- _What you will do_:
(a) From the letter on old sayings, list every saying the writer says he still doesn't understand.
(b) Carry on the reader letters about old sayings and Bedford's churches from the point where they stop.

- _Page extract_:
"""
I remember some more …

    After I “slept on this” I remembered a few more old sayings. Some of these I don’t see how I could forget or should I say that I should forget? Oh well, I’ll let you decide that. See if any of these are familiar. I’ll start off with some words that apply to our health. If a person had bad breath, my grandmother would say they had “halitosis.” If someone had a bad headache, it was called a “sick headache.” A stomach ache was called “nuralgia.” A person who just simply felt bad had the “miseries.” Some poor soul in my family died from “galloping consumption.” I don’t recall who the relative was, and I have an even lesser idea what the disease is. Someone who wore glasses was sometimes teased and called “four eyes.”

    A person who gossiped was always the subject of ridicule. Phrases like “telephone – tell a woman” was one I remember. Another descriptive phrase I recall was “she would rather stand on her head and tell a lie, than stand on her feet and tell the truth.” My grandfather has an aunt who although wasn’t a gossiper, was known as a non-stop talker. He said she was “vaccinated with a Victrola needle.”

    Some phrases which although they were humorous were straight and to the point. For example “beauty is skin deep, but ugly goes straight to the bone” or how about “she’s as ugly as homemade soap.” While we’re on that subject some people were so ugly that they had to “sneak up on a mirror.”

    Now, how about some fondly remembered advertisements? I never hear these anymore but they are still vivid in my memory. Around Lynchburg when someone would see an Adkins Furniture truck, they would say “There goes a truckload of satisfaction!” The Schewel Furniture Co. said, “When two hearts beat as one, it’s time to buy furniture.”

    There are still a few sayings that I don’t understand. Here’s some examples: “A bird in the hand is worth two in the bush,” “a cat on a hot tin roof” and “Don’t let your left hand know what your right hand is doing.”

    So now I will just leave you with some good advice. “A miss is as good as a mile, but I’d walk a mile for a miss!”

Steve A. Everett

Forest

Coming together

    I’ve visited most of the churches here in Bedford and I have a suggestion I hope all will take to heart:

    Bedford has many issues that could be resolved or helped by all the churches coming together in one place and praying for them. Bedford has a high rate of teen pregnancies, as I understand one of the highest in Virginia,  as well as high unemployment and many other needs.
"""
- _Record excerpts_:
"""
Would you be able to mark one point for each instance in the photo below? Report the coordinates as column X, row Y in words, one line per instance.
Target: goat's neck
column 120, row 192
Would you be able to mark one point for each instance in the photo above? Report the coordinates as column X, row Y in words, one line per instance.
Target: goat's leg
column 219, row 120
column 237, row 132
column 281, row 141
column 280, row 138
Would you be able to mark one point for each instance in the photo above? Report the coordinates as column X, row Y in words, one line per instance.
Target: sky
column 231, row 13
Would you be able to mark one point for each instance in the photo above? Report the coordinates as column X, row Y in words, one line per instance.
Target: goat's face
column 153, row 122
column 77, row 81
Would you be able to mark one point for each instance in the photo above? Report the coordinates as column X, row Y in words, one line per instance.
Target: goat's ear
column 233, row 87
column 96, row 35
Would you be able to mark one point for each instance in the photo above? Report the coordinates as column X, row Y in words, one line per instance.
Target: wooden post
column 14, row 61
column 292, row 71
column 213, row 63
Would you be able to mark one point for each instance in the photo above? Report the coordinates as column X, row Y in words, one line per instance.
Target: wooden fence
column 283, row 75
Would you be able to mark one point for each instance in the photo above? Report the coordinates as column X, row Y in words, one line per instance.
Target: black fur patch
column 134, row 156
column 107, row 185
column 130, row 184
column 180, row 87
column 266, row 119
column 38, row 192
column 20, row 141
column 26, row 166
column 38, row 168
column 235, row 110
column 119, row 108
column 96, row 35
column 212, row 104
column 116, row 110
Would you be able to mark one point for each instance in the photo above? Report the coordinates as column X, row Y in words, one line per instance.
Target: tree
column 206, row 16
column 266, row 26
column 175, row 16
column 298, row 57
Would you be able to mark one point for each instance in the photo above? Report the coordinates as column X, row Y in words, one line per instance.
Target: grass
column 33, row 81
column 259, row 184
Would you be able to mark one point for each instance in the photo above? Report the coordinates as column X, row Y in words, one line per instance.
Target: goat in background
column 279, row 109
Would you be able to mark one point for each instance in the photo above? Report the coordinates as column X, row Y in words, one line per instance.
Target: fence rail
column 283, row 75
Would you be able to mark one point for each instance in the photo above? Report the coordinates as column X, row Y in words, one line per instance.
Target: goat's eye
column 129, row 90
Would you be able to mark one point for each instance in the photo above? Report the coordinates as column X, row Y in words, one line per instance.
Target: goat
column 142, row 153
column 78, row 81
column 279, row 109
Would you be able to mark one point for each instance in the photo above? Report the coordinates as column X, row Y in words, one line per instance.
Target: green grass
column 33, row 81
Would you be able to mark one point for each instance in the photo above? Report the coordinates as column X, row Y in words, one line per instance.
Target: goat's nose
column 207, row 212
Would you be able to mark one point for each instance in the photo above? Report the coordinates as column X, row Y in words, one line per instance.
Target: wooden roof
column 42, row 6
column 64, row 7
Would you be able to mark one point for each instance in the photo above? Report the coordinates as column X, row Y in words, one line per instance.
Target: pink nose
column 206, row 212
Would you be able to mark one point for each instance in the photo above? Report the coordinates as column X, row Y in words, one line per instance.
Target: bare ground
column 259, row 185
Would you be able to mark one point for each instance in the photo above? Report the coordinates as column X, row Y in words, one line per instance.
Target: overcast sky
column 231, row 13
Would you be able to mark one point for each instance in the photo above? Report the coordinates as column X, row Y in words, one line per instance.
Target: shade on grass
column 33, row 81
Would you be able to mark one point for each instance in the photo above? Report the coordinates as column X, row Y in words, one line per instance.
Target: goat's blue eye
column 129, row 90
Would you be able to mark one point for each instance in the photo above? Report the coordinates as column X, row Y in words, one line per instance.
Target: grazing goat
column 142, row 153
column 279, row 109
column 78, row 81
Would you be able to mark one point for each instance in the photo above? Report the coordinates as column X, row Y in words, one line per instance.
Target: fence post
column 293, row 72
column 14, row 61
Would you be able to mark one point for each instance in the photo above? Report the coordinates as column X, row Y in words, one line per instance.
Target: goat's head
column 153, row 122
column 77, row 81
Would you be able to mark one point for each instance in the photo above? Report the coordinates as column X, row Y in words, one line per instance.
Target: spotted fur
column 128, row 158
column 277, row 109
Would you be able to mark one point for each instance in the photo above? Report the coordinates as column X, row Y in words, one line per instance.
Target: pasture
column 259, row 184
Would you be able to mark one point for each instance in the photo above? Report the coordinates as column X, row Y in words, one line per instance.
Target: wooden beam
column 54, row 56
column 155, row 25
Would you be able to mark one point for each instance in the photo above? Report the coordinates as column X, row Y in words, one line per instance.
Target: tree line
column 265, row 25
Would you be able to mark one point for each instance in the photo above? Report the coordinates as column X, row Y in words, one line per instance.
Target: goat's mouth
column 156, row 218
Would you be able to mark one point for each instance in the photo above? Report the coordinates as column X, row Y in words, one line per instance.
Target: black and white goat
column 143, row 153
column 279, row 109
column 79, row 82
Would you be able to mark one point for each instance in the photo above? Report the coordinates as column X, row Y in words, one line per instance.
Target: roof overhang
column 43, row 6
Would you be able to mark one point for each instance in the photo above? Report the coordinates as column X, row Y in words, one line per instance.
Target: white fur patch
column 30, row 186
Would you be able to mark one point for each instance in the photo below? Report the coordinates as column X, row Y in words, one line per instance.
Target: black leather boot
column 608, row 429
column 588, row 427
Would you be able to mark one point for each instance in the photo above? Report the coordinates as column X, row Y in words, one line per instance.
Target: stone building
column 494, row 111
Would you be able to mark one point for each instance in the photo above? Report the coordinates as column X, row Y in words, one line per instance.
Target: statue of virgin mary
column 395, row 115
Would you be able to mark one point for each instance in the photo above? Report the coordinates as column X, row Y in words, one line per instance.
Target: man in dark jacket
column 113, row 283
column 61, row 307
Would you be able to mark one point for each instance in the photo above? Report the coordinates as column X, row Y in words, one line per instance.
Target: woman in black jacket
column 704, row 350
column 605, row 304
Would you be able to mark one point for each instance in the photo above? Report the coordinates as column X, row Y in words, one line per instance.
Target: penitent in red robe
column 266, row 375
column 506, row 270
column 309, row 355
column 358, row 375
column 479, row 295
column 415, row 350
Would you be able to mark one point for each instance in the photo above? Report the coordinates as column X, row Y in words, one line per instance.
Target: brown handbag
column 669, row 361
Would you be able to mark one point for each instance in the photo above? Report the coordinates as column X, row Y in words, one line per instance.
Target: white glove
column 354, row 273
"""
- _Numbered answers_:
(a)
"A bird in the hand is worth two in the bush"
"a cat on a hot tin roof"
"Don't let your left hand know what your right hand is doing"

(b)
    When we call ourselves Christ’s, isn’t it time to forget about the small differences that separate and focus on what can unite – the love of Jesus.

    There are literally churches on almost every corner of Bedford. Isn’t it time to forget (once a month) what our particular name is attributed to a particular building, whether Presbyterian, Catholic, Baptist, Methodist, Glory, Life, Outreach, Christian, and unite in prayer. Forget or step over the walls surrounding each church, join hands in love and pray for the needs of the entire community.

    I have met wonderful people in each church. Loving, kind people who have a heart for Bedford and want to do more.

    I don’t mean to offend, but there won’t be denominations in heaven, nor are denomination names in scripture — only the command to love all.

    Think of the message it would bring to the needs here. I firmly believe God will acknowledge and bless such a unity in prayer.

    Anyone willing to step up and offer their building as a meeting place for such prayer? Anyone?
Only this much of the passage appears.